Each record must reappear in the answer exactly as it is written.

START RECORDS PROVIDED

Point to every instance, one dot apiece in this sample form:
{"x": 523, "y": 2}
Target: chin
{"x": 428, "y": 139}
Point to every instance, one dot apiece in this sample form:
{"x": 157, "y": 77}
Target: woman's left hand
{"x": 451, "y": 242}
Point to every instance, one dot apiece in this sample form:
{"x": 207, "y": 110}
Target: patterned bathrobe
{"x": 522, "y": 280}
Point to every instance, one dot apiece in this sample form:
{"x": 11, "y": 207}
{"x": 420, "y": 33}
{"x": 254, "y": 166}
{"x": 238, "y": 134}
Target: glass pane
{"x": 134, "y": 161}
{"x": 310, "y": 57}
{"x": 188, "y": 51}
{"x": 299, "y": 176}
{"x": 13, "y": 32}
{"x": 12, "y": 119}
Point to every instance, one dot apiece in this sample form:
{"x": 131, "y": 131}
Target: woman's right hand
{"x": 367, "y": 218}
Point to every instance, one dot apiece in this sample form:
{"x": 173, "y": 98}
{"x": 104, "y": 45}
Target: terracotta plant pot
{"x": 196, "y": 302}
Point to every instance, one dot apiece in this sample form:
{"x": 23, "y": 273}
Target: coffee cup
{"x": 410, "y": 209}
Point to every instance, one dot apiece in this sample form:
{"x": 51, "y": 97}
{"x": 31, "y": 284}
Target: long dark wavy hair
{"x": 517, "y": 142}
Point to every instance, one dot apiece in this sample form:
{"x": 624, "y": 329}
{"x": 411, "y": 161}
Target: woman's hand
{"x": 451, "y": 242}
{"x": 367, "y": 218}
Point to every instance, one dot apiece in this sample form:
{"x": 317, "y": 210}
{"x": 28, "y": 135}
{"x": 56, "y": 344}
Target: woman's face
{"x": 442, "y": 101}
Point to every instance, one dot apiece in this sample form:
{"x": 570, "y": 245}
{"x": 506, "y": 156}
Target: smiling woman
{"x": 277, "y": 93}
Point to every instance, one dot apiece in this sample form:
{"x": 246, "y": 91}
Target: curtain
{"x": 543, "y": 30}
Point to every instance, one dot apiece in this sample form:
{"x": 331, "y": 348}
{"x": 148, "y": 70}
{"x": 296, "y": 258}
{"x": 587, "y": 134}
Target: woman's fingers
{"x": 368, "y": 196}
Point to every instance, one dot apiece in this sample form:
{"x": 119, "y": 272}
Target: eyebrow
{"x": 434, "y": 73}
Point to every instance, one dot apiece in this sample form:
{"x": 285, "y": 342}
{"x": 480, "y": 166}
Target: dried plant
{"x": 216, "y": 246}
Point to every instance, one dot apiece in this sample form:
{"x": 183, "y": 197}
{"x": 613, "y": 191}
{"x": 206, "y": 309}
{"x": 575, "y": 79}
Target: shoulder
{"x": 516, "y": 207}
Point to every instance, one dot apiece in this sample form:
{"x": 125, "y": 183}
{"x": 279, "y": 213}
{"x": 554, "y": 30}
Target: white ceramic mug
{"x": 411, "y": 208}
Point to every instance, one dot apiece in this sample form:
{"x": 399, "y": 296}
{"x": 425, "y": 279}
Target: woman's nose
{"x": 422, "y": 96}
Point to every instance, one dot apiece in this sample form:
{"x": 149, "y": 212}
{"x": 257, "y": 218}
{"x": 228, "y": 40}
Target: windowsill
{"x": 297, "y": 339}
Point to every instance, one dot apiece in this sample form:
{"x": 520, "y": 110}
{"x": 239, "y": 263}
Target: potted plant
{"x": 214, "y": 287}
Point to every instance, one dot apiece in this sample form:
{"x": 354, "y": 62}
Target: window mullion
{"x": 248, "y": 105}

END RECORDS PROVIDED

▶ _WRITTEN ANSWER_
Point to every instance, one dot apiece in this sample form:
{"x": 523, "y": 2}
Target: chin
{"x": 428, "y": 139}
Point to every instance, one dot apiece in this sample form:
{"x": 157, "y": 77}
Target: woman's left hand
{"x": 451, "y": 242}
Point to every instance, one dot apiece in this sample form:
{"x": 207, "y": 110}
Target: patterned bathrobe
{"x": 522, "y": 280}
Point to every instance, one dot apiece in this sample form:
{"x": 11, "y": 207}
{"x": 420, "y": 33}
{"x": 254, "y": 166}
{"x": 238, "y": 134}
Target: glass pane
{"x": 134, "y": 161}
{"x": 310, "y": 57}
{"x": 188, "y": 51}
{"x": 299, "y": 176}
{"x": 13, "y": 32}
{"x": 12, "y": 119}
Point to every instance, one dot apiece in this sample form:
{"x": 131, "y": 131}
Target: woman's right hand
{"x": 367, "y": 218}
Point to every instance, one dot apiece in this sample form:
{"x": 173, "y": 98}
{"x": 104, "y": 45}
Target: terracotta plant pot
{"x": 196, "y": 302}
Point to every instance, one dot apiece in this sample form:
{"x": 23, "y": 273}
Target: coffee cup
{"x": 410, "y": 209}
Point to every instance, one dot apiece in this sample form:
{"x": 51, "y": 97}
{"x": 31, "y": 284}
Target: long dark wavy hair
{"x": 517, "y": 142}
Point to every instance, one dot apiece in this sample form:
{"x": 624, "y": 329}
{"x": 411, "y": 161}
Target: woman's hand
{"x": 451, "y": 242}
{"x": 367, "y": 218}
Point to every instance, one dot apiece in this sample form:
{"x": 317, "y": 210}
{"x": 28, "y": 135}
{"x": 56, "y": 344}
Target: woman's face
{"x": 442, "y": 101}
Point to every instance, one dot apiece in this sample form:
{"x": 570, "y": 245}
{"x": 506, "y": 156}
Target: smiling woman
{"x": 277, "y": 93}
Point to every instance, one dot apiece in this sample form:
{"x": 246, "y": 91}
Target: curtain
{"x": 543, "y": 30}
Point to every instance, one dot apiece in this sample form:
{"x": 331, "y": 348}
{"x": 148, "y": 70}
{"x": 296, "y": 258}
{"x": 587, "y": 134}
Target: woman's fingers
{"x": 368, "y": 196}
Point to every instance, one dot apiece in this sample form:
{"x": 119, "y": 272}
Target: eyebrow
{"x": 434, "y": 73}
Point to every instance, one dot apiece in this sample form:
{"x": 285, "y": 342}
{"x": 480, "y": 166}
Target: dried plant
{"x": 216, "y": 246}
Point to every instance, one dot apiece in this sample form:
{"x": 183, "y": 197}
{"x": 613, "y": 191}
{"x": 206, "y": 309}
{"x": 575, "y": 79}
Target: shoulder
{"x": 516, "y": 207}
Point to every instance, one dot apiece in this sample form:
{"x": 125, "y": 183}
{"x": 279, "y": 213}
{"x": 554, "y": 30}
Target: white ceramic mug
{"x": 411, "y": 208}
Point to every instance, one dot apiece in this sample form:
{"x": 399, "y": 296}
{"x": 425, "y": 279}
Target: woman's nose
{"x": 422, "y": 96}
Point to every instance, one dot apiece in this sample form:
{"x": 149, "y": 212}
{"x": 257, "y": 218}
{"x": 228, "y": 40}
Target: windowsill
{"x": 297, "y": 339}
Point to every instance, one dot apiece in this sample form:
{"x": 520, "y": 110}
{"x": 239, "y": 263}
Target: potted plant
{"x": 214, "y": 287}
Point to every instance, one dot apiece in this sample form:
{"x": 354, "y": 62}
Target: window mullion
{"x": 248, "y": 105}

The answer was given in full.